* _ЧТО СДЕЛАТЬ_
[a] В каком финском городе Самсоновы прожили целый год, согласно отрывку о сборе урожая на ферме?
[b] Продолжите рассказ о сборе урожая на финской ферме после его последнего предложения.

* _ПРЕДОСТАВЛЕННЫЙ ОТРЫВОК_
================================

Чуть позже, в разгар основного сбора, приехала на ферму еще одна русская семейная пара – Света и Гена Самсоновы. Точнее, Света была наполовину финка. Жили они в России, но как раз в это время решили переехать в Финляндию. Лицам с финскими корнями и членам их семей это сделать можно. В Финляндии они бывали уже много раз, на этой ферме работали и в прошлые годы, с Ханну и Хильей были знакомы так хорошо, что жили у них в доме, в специальной комнате. Это было знаком особого доверия. В этом, 2001 году, они уже оформляли документы на ПМЖ и прожили целый год в Финляндии, в г. Лахти.
Поначалу я не очень их разглядел, с виду показались молчаливыми, необщительными – это была такая первая реакция. Ну ладно, думаю, посмотрим, что за птицы. На следующий день, как обычно, становимся на грядки, я вырываюсь вперед, некоторые лидеры тоже двигаются следом за мной, пытаясь настроиться на мой ритм. Параллельно со сбором, я, как и в Англии, постепенно превращаюсь во «всесоюзное радио» и рассказываю обо всем на свете, вступая в диалог с другими товарищами. И вот постепенно я наблюдаю, как эта «молчаливая» Света, во-первых, старается не отставать от моего темпа, а во-вторых, постепенно начинает реагировать на мои рассказы и тоже активно вступает в диалог. День ото дня наши разговоры на грядках все больше развиваются, охватывая самые разнообразные темы. Постепенно сложился коллектив «топ-пикеров»: я, Света, Лена Руди, Маша Газина, Наталья Казанская. Это была моя интеллектуальная команда. Мы входили в какие-нибудь роли: то это были с моей стороны монологи от лица театрального критика Виталия Вульфа, который комментировал все события на нашей ферме, то с Машей Газиной мы входили в образы героев «Войны и мира», и банальный Толик с Украины у нас превращался в «Анатоля», то со Светой, большой любительницей Достоевского, мы превращались в его героев, и называли друг друга не иначе как «тётенька» и «дядюшка» — намекая на героев «Игрока» и «Дядюшкиного сна», то с Леной Руди мы становились актёрами МХАТа и все работники фермы также превращались в героев различных спектаклей по нашей прихоти. В общем, работать было не скучно, мало того, работа пролетала совершенно незаметно в таких веселых играх.

================================

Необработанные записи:
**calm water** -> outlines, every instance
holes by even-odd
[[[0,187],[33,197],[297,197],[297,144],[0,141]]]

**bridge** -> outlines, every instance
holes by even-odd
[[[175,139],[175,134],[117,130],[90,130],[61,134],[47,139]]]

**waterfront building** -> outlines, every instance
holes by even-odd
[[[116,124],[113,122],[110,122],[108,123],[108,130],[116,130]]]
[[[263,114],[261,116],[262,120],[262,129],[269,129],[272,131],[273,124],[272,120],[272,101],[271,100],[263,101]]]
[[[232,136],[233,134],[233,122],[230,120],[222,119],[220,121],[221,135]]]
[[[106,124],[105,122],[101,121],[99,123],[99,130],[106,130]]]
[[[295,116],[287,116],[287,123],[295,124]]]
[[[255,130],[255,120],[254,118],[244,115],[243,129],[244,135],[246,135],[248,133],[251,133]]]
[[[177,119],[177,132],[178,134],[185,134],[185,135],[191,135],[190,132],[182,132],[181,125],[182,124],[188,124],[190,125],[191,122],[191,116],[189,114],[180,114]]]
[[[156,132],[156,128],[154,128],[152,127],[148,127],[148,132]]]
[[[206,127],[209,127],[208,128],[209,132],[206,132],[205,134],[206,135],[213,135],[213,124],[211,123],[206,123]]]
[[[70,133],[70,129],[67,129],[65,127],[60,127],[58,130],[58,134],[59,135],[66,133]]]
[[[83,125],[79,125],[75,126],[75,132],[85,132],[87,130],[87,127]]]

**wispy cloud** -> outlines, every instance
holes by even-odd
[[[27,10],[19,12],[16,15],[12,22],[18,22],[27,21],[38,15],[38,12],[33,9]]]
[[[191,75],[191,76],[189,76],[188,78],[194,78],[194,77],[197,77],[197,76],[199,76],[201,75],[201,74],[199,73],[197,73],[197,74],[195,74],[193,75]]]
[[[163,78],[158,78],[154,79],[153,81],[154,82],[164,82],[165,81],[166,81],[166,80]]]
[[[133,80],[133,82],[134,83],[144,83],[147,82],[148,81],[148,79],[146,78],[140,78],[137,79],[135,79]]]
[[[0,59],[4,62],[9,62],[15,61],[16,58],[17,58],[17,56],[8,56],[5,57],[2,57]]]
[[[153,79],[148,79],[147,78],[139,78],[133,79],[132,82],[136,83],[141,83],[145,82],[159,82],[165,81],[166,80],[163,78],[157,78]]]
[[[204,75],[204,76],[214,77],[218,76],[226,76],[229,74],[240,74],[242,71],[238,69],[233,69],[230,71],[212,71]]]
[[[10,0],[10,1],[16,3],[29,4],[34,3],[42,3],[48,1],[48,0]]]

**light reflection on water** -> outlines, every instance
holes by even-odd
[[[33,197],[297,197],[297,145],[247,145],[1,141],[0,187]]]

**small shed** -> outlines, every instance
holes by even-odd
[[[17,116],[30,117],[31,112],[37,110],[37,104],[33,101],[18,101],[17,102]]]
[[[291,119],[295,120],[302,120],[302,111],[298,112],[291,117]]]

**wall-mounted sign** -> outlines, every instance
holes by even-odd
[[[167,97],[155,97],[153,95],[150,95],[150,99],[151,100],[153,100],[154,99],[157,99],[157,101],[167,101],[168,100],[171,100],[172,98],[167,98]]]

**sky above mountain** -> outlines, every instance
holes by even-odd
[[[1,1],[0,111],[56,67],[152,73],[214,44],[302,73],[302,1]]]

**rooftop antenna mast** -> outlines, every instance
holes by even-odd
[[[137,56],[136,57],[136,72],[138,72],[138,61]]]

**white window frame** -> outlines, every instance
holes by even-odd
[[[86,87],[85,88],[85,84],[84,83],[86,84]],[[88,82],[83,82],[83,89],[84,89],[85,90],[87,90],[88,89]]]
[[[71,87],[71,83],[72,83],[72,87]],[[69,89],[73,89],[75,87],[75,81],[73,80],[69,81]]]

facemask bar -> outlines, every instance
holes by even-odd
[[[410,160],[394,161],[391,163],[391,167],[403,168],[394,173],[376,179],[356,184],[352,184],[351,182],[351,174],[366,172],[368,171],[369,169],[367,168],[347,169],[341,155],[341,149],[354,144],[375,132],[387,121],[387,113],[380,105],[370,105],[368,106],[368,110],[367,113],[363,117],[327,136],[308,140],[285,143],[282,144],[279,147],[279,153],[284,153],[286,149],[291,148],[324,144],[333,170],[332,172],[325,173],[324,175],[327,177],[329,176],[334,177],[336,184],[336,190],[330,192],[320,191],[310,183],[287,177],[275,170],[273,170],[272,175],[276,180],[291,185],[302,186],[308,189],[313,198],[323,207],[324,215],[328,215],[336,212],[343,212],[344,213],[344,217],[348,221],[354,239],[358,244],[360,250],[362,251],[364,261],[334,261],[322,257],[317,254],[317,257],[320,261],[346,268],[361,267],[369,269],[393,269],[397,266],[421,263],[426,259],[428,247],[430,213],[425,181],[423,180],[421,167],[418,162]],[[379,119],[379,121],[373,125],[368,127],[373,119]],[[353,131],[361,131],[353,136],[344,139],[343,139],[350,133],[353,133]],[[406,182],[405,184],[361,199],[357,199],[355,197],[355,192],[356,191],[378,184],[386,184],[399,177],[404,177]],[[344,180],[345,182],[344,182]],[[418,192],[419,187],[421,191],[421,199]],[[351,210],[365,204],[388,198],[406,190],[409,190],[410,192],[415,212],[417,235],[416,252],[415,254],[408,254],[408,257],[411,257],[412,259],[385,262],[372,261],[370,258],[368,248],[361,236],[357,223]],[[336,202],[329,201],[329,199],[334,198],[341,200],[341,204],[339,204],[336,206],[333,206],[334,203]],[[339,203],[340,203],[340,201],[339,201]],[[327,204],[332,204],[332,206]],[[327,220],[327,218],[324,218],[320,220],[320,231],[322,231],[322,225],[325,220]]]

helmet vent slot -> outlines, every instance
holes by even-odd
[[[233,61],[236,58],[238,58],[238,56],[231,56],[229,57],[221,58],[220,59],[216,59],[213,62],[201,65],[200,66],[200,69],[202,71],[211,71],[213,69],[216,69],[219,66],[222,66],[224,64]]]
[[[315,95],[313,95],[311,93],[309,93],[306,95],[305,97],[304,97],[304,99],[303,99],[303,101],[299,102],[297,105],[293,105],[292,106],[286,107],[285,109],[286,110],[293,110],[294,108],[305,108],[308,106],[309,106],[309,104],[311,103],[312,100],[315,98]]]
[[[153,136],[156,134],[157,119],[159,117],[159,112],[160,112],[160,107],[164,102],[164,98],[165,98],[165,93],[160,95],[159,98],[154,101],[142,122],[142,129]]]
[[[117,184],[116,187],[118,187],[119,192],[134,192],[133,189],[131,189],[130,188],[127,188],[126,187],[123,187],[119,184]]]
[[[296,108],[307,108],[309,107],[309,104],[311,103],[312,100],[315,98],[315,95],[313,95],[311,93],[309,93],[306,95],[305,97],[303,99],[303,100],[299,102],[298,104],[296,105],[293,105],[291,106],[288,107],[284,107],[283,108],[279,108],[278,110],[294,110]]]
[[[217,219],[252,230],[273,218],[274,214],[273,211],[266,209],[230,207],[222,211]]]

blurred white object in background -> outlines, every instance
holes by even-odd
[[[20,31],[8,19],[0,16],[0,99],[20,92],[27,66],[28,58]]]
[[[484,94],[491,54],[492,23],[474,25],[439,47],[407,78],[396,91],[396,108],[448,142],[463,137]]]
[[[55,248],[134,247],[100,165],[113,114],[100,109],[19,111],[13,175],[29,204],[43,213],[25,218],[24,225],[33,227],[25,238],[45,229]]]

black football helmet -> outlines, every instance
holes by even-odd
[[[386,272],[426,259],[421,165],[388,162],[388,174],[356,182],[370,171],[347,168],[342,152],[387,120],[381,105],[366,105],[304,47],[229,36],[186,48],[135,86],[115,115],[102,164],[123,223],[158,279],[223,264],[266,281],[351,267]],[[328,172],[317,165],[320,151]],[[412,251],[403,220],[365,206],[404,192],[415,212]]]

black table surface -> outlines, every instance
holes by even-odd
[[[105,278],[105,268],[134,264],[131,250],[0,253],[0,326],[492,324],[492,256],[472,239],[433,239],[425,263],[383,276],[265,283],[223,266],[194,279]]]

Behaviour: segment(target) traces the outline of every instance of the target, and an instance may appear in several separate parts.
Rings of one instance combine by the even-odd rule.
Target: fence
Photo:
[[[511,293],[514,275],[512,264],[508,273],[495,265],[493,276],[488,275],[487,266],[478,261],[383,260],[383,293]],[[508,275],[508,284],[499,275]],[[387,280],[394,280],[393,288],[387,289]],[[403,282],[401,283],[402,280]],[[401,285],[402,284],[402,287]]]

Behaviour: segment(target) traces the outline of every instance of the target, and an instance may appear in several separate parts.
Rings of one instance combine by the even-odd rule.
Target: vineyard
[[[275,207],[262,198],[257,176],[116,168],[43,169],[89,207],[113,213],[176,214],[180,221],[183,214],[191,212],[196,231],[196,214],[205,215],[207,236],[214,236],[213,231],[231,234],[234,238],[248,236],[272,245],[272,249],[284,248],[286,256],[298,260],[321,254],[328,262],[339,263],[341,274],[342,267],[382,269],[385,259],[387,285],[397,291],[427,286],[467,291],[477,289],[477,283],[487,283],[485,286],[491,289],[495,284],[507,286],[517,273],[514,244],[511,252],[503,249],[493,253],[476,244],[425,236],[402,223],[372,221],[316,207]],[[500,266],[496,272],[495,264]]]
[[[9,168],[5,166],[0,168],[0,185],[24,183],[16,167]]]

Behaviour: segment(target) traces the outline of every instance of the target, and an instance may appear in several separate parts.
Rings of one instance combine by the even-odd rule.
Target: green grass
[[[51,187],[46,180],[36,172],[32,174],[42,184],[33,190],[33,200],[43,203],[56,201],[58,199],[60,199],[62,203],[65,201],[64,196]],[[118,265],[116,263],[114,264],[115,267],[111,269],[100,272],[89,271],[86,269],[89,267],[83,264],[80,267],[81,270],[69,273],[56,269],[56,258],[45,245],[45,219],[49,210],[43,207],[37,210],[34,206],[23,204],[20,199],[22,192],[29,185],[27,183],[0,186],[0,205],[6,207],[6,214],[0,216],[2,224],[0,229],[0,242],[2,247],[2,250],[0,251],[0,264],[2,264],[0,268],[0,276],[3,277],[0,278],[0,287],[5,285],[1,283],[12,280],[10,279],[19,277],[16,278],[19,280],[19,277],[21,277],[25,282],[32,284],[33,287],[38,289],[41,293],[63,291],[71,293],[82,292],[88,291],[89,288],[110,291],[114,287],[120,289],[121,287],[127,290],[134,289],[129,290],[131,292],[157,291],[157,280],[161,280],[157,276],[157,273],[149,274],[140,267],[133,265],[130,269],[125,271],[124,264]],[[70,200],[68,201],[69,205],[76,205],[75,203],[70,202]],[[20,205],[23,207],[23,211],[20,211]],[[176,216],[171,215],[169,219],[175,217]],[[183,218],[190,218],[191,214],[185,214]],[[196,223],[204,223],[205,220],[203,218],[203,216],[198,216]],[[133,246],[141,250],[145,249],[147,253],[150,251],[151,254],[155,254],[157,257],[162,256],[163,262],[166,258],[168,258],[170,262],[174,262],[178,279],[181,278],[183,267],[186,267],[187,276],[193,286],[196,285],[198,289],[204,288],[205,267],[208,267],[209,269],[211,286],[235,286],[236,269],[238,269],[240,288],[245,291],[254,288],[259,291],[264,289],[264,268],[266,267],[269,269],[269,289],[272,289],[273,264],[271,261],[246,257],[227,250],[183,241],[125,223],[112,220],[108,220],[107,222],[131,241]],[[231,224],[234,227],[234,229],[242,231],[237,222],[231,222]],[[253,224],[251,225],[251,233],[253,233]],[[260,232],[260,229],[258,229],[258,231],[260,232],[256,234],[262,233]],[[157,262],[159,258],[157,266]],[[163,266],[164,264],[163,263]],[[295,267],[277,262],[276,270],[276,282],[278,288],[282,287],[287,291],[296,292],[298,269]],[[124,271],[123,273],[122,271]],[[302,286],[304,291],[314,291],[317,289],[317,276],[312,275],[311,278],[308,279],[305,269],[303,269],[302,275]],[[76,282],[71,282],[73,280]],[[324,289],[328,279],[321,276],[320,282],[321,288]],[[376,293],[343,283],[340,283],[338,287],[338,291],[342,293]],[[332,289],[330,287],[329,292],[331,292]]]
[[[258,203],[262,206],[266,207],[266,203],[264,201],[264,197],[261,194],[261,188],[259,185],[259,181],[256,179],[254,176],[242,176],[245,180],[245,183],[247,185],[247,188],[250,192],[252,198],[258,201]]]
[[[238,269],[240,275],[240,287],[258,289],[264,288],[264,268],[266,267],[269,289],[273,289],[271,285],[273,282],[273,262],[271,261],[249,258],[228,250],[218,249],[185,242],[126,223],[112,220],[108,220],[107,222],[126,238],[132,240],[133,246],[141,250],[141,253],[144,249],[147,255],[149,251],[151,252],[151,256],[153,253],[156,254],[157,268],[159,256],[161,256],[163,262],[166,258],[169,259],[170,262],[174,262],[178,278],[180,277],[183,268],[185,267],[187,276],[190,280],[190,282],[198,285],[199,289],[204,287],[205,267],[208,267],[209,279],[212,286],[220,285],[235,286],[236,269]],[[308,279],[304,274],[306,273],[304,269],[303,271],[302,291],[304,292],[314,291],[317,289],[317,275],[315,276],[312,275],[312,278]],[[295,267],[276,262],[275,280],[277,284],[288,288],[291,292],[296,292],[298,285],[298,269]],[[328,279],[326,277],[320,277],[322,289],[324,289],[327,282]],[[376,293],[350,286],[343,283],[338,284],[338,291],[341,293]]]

================================

* _ОТВЕТЫ К ЗАДАНИЯМ_
[a] В Лахти.

[b]
У Хильи были два кота, которых звали Мирри и Юппи. Однажды Юппи подрался с Мирри и выцарапал ему глаз. Эту по-шекспировски драматическую историю мы назвали «Война и Мирри». А Света рассказала, что в первый год, когда они только приехали к Ханну и Хилье работать, однажды слышат, как Хилья призывно кричит: «Русские, русские, русские!» Они подумали, что она их зовет, что, может, забыла их имена и назвала по национальности. Прибежали, спросили, что ей надо, а она сказала: «Я не звала вас, я своего кота кричу, его звать Рускеа». Хилья была любительница котов и немного юмористка.
В свободное время, вечерами, я писал много писем: домой в Россию, Марьяну в Словакию, Ане Заичко на Украину, Максиму Филюшину и Алексею Чайкину в Англию (так забавно получилось: год назад я был в Англии, а Макс с Лёхой работали на этой ферме у Ханну, а теперь мы как будто поменялись ролями, я попал на их место, а они, хоть и не на мое, но все же в Англию). Так что скучать было некогда, писем, как отправлял, так и получал – много. Сейчас они все у меня хранятся в домашнем архиве. Кроме того, со мной был еще Диккенс. Вернувшись из Великобритании, побывав в его родных местах, как в Лондоне, так и в графстве Кент, я дома купил наш знаменитый тридцатитомник Диккенса, темно-зеленого цвета, изданный в 1950-е-1960-е гг., где собраны все его сочинения, а также письма и публицистика. Уезжая в Финляндию, я взял с собой два тома Дэвида Копперфильда, и наслаждался вечерами чтением, вспоминая милую сердцу Великобританию.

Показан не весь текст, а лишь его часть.